◆ **EXCERPTED PASSAGE**:
======

Re: 2.6.29-rc3-git6: Reported regressions from 2.6.28
From: Eric Anholt
Date: Wed Feb 04 2009 - 23:46:02 EST
On Wed, 2009-02-04 at 19:56 +0100, Ingo Molnar wrote:
> * Linus Torvalds <torvalds@xxxxxxxxxxxxxxxxxxxx> wrote:
>
> > On Wed, 4 Feb 2009, Norbert Preining wrote:
> > >
> > > The problem is that if you have a configuration under 2.6.28 without
> > > CONFIG_FB and just call make oldconfig, or even make config and don't
> > > know that you loose the DRM. And I was using make oldconfig (there is a
> > > graphical config?? ;-))
> >
> > Sure. It's inconvenient, no question about that. I asked the i915 people
> > to look into not requiring CONFIG_FB, and I hope they will, but my point
> > is that I don't think we can consider "small one-time inconvenience" to be
> > a "regression".
>
> if you mean that as a general principle, there's four very real downsides in
> my opinion.
>
> Firstly, we could have done better (and still can do better), via various
> easy and non-intrusive measures:
>
> - We could add a runtime warning:
>
> for example a WARN_ONCE("please enable CONFIG_DRM_I915 and CONFIG_FB")
> that there's no DRM because CONFIG_FB is not selected and oldconfig
> loses the I915 setting silently - placed in a key DRM ioctl, would
> have gone a long way addressing the issue. Testers do notice kernel
> warnings that pop up when their X gets slow. (This approach might also
> have the added bonus of warning folks who enable the wrong driver for
> the hardware.)

======

◆ **PROMPT 1**:
Answer these questions about the mailing-list message above, one per line:
(a) Who wrote this reply, and on what date?
(b) Which config option did Norbert Preining's 2.6.28 configuration lack?
(c) What exact warning call does Ingo Molnar give as an example?
◆ **PROMPT 2**:
Sum up the mailing-list message above in two sentences.
◆ **PROMPT 3**:
Pick up the mailing-list message above from the point where it stops, continuing its reply.

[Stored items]

======

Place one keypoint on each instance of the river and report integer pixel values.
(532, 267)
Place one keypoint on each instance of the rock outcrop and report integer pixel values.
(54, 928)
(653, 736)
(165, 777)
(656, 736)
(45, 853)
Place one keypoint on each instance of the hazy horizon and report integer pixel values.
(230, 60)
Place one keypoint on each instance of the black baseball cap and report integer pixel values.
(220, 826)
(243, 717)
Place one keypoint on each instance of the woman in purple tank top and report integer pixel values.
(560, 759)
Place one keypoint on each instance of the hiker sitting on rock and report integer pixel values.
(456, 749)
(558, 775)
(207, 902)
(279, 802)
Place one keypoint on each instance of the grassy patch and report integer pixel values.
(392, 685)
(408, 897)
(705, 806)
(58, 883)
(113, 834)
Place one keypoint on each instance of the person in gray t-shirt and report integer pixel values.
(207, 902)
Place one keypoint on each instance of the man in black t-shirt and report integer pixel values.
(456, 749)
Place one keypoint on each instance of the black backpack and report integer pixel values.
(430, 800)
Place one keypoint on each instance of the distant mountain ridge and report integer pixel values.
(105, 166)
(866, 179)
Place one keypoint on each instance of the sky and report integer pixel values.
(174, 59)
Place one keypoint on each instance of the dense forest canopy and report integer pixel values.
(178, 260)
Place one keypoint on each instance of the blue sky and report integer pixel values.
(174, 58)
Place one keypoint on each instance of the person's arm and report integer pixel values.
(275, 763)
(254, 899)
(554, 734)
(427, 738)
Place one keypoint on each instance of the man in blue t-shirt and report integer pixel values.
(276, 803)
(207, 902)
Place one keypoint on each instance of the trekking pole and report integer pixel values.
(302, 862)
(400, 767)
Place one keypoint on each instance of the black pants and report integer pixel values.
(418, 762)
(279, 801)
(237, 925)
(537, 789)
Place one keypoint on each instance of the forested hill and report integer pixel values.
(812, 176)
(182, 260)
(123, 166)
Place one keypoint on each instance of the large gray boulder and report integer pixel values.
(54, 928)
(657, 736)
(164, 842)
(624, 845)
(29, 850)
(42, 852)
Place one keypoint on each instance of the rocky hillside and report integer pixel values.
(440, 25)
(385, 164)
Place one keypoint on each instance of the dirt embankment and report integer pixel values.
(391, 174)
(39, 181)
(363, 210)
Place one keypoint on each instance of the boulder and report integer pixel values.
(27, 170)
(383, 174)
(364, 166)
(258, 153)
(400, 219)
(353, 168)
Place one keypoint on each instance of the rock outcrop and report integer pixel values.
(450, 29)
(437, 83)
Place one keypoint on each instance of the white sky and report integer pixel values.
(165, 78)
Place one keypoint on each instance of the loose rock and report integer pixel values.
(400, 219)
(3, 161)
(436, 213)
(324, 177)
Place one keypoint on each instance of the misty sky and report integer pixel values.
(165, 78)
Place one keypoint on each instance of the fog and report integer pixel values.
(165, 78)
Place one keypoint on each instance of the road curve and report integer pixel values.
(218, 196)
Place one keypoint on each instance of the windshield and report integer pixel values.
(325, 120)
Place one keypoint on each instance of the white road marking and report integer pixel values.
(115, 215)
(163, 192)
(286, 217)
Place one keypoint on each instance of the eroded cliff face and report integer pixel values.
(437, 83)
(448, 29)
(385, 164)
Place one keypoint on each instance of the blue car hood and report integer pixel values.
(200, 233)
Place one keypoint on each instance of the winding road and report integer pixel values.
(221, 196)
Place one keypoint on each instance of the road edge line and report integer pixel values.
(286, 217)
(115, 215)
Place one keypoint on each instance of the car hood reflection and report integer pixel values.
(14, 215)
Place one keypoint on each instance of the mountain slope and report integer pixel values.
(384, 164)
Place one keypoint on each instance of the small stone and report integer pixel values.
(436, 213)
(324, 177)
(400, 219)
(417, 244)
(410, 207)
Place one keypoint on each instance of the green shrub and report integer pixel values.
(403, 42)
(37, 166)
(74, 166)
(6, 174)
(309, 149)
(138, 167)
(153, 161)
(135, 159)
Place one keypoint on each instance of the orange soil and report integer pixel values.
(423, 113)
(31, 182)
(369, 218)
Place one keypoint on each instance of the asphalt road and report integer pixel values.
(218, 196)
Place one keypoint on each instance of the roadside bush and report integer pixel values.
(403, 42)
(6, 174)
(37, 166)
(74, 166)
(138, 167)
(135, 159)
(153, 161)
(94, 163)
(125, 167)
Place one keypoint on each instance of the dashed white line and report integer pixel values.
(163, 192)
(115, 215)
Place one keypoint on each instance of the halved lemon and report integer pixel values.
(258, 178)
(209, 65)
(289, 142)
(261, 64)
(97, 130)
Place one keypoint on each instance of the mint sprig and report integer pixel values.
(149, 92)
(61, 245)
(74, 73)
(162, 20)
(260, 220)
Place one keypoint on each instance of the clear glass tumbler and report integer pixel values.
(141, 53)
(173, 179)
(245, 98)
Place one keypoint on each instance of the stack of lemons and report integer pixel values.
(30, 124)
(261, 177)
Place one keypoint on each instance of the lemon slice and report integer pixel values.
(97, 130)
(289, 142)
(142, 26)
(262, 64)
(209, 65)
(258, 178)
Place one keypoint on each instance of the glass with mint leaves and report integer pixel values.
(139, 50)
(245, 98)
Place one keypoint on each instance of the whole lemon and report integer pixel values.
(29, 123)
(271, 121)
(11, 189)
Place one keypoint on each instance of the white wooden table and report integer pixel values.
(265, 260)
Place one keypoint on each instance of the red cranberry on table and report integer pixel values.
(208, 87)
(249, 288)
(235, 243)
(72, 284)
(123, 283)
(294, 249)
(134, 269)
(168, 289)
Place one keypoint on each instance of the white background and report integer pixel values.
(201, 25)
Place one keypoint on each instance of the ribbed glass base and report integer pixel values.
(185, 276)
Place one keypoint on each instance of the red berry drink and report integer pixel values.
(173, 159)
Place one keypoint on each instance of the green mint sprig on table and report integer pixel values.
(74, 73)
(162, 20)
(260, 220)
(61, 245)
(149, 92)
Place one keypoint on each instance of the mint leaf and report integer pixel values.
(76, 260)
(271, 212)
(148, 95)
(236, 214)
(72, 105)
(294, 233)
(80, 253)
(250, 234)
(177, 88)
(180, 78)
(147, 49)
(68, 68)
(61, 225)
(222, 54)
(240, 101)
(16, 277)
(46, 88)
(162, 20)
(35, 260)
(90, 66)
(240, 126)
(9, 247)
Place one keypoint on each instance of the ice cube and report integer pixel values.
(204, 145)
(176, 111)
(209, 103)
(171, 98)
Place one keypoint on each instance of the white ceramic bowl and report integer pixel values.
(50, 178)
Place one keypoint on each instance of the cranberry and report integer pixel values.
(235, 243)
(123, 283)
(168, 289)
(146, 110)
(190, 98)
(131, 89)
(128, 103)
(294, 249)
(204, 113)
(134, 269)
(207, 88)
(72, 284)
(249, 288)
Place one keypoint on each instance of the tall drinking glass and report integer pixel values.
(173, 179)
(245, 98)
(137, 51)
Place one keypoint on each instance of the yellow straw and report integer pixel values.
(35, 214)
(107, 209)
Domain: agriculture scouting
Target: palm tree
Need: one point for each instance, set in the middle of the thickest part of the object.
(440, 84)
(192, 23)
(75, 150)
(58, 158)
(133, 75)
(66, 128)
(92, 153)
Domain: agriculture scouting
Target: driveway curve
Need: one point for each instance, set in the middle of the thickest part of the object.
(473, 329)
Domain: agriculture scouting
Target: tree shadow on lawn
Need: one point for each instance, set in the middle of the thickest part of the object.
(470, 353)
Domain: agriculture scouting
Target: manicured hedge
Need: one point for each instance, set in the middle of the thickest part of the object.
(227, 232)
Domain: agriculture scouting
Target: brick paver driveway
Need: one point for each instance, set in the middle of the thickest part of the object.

======

◆ **TASK OUTPUT 1**:
(a) Eric Anholt, on Wed Feb 04 2009.
(b) CONFIG_FB.
(c) WARN_ONCE("please enable CONFIG_DRM_I915 and CONFIG_FB")

◆ **TASK OUTPUT 2**:
Norbert Preining reported that running make oldconfig on a 2.6.28 configuration without CONFIG_FB loses the DRM. Linus Torvalds replied that he had asked the i915 people to look into not requiring CONFIG_FB, but that a small one-time inconvenience shouldn't count as a regression, and Ingo Molnar answered that this principle has real downsides and that a runtime warning in a key DRM ioctl could have helped.

◆ **TASK OUTPUT 3**:
>
> - Or we could add a more thoughtful Kconfig migration:
>
> Rename DRM_I915 to DRM_I915_FB [which it really is now], and keep
> DRM_I915 as a non-interactive migration helper: if set, it
> auto-selects both FB and DRM_I915_FB.
>
> While CONFIG_FB is an interactive Kconfig option so a select can be
> dangerous to a correct dependency tree, it seems safe to do in this
> specific case because it seems to be a rather leaf entry with no
> dependencies.
I tried select FB. It's the right thing to do. It doesn't work. I
posted to the mailing list two weeks ago about the insane dependency
chain that kbuild comes up with and fails on when we do this, and got
silence.
Believe me, I hate this inconvenience to users even more than each of
you do, because I get to deal with the reports. But I haven't had the
time to sit down and figure out what drugs kbuild is on, or even how to
work around it (despite IRC help from a few other kernel guys).
The alternative I can see is to ifdef the code for something that will
be on by default and which stable userland will require in 6 months.
That seems wrong.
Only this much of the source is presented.